**PROMPT 1:** According to the article on the digital-intimacy art exhibit, how many pieces of work and how many artists does the show feature?
**PROMPT 2:** Extend the article on the digital-intimacy art exhibit, picking up right after its final sentence.

Intimacy unveiled: |fōn’ seks| pushes envelope with graphic images of relationships

Relationships and intimacy have a variety of different forms, especially in the 21st century. In the traditional sense, intimacy is something that is left behind closed doors, but recently sex and intimacy have transformed and become much more public. There has been, what Millisom Henry-Waring and Jo Barraket would call, an exponential rise of communications technologies.

In their journal, International Journal of Emerging Technologies & Society, Henry-Waring and Barraket said that “global trends” have influenced the formation of intimate relationships through technological means. This is what UIS’s Visual Arts Gallery, |fōn’ seks|: Digital Devices and the Transformation of Intimacy, sought to express through several works of art.

“We decided digital technology was sort of interesting in terms of how it transforms relationships,” said Visual Arts Assistant Professor Dave Kube.

|fōn’ seks| features 18 pieces of work from 12 different artists. According to Kube, there was a national call for artists who had work that could go under the category of intimacy and technology. Kube and Michael Murphy, assistant professor of women and gender studies, worked side by side setting up the gallery.

This gallery has mixed mediums of artwork. It includes videos, paintings, tapestries and “fleshbooks.” Jon Henry and Laura McGinn painted many of the displayed pieces. Henry’s painting is of photographs that have either been taken by someone else or were bathroom self-portraits. The artist said, the “arrangement can reveal a user’s underlining motivation.”

One video that is highlighted is SIRI: Your wish is my command video. It received an honorable mention. This video brought light to how SIRI is a sexual slave to men. This artist uses videos from YouTube and mashed them together into this one cohesive piece.

**Excerpts from a dataset:**

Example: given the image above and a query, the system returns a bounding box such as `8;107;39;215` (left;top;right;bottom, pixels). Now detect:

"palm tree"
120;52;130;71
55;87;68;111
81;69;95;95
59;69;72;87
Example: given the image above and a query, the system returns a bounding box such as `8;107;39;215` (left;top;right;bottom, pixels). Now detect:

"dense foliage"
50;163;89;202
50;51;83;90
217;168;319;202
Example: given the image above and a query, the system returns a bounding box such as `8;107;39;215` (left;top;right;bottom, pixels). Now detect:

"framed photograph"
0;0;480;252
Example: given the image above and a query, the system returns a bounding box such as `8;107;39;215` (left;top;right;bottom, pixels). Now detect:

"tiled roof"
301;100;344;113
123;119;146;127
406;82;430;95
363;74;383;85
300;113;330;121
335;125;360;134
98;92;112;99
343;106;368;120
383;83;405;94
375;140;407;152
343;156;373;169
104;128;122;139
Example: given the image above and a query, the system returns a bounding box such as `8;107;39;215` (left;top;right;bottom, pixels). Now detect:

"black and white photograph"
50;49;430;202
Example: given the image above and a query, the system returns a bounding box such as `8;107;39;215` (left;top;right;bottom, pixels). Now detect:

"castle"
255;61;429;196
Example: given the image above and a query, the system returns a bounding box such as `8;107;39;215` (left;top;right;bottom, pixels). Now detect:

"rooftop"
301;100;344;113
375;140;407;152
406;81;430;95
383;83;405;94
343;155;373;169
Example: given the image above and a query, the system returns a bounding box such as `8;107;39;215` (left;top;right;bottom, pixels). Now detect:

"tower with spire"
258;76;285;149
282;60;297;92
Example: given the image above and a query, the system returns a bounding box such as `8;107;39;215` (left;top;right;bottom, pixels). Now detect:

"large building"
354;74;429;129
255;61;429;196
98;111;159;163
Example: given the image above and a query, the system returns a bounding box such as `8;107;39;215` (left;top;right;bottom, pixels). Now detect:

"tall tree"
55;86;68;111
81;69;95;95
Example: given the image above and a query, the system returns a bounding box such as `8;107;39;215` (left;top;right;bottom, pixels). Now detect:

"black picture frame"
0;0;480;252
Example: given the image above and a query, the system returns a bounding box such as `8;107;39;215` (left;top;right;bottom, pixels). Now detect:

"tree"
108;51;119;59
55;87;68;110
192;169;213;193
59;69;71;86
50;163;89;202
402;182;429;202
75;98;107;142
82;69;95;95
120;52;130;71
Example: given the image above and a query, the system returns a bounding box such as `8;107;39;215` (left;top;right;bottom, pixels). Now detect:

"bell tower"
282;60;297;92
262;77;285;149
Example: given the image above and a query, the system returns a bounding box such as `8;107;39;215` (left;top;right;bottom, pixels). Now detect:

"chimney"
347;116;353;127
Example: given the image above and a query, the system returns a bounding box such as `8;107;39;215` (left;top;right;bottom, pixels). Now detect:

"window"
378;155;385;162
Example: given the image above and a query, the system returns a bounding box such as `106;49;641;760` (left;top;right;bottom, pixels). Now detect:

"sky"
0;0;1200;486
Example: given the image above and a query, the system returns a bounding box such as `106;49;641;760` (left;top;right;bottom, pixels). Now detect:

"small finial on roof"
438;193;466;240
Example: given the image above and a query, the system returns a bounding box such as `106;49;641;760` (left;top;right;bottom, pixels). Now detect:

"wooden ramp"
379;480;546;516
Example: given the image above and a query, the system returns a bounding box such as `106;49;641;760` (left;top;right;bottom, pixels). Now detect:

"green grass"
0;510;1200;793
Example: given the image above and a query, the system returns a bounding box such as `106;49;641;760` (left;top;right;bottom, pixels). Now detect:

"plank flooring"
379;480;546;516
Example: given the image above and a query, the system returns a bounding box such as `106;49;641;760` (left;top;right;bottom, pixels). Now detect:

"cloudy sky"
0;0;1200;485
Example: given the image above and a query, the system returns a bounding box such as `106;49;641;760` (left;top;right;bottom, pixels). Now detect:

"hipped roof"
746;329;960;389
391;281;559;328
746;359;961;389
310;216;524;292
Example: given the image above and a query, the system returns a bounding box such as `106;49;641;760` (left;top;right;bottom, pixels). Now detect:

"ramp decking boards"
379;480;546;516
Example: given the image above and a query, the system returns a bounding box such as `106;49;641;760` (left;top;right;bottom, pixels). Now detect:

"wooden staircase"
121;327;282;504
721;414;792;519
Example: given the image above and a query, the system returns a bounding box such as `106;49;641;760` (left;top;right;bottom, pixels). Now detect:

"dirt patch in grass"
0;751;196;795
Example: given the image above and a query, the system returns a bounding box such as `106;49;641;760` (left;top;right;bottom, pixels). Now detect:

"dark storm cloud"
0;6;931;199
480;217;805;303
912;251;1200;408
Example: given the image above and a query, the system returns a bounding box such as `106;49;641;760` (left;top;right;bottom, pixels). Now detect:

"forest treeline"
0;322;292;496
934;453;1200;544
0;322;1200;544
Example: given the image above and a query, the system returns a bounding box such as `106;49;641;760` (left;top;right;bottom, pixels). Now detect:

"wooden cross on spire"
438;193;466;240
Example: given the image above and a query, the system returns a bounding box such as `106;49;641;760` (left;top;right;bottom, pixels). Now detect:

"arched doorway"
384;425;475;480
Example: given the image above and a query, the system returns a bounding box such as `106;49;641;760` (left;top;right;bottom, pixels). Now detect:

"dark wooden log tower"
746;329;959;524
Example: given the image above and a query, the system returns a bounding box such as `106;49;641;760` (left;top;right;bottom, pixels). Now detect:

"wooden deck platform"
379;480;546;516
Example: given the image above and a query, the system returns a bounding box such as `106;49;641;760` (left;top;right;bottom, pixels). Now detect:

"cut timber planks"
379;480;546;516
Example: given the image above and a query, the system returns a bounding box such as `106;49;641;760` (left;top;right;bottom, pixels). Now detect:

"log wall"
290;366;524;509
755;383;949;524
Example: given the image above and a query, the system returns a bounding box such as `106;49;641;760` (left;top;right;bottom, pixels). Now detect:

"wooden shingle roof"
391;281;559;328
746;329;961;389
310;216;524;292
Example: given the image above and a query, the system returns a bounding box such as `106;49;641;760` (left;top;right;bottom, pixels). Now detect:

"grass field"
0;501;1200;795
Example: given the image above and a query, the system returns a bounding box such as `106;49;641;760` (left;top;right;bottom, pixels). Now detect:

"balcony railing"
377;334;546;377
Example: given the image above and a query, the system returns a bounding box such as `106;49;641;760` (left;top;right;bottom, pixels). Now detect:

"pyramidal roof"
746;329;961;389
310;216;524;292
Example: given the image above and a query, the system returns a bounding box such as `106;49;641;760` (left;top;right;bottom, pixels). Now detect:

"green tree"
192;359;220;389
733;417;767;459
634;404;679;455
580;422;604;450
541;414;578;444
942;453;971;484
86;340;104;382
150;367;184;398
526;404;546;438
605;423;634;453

**EXPECTED OUTPUT 1:** It features 18 pieces of work from 12 different artists.

**EXPECTED OUTPUT 2:**
“I thought it was interesting, I never really noticed anything like that [referring to the SIRI: Your wish is my command video] before,” said Ciera Hoosier. Hoosier is a freshman biology major. She does not have an iPhone, but she expressed that this video was an eye opener for her how a lot of technology is geared toward men.

“I was not expecting to see what I saw,” said Daniel Owusu-Bempah, a freshman computer science major.

His favorite piece was the painting by McGinn. He said that he liked the colors of her work and it stood out the most to him. One piece of work he could not fully grasp was the fleshbooks. He interacted with them, but did not get why this artist chose to make a laptop out of flesh.

The artwork that was awarded best in the show was Sean Fader’s ‘Sup?.  This piece of work is personal; he went on dating sites to find men who would go on dates with him. When he first met them he took a picture that represented their online relationship. The second picture he had of them represented who they actually were, basically, “how he sees them as a person not as an online identity,” said Kube.

He went on to say that this piece “touched what the show was really about.” Because this artist won the best in the show award, he will have a solo showing next spring.

This gallery was opened on March 4 and it will be open until April 11. It is located on the 2nd floor of HSB and it is open Monday through Thursday, 11 a.m. to 6 p.m.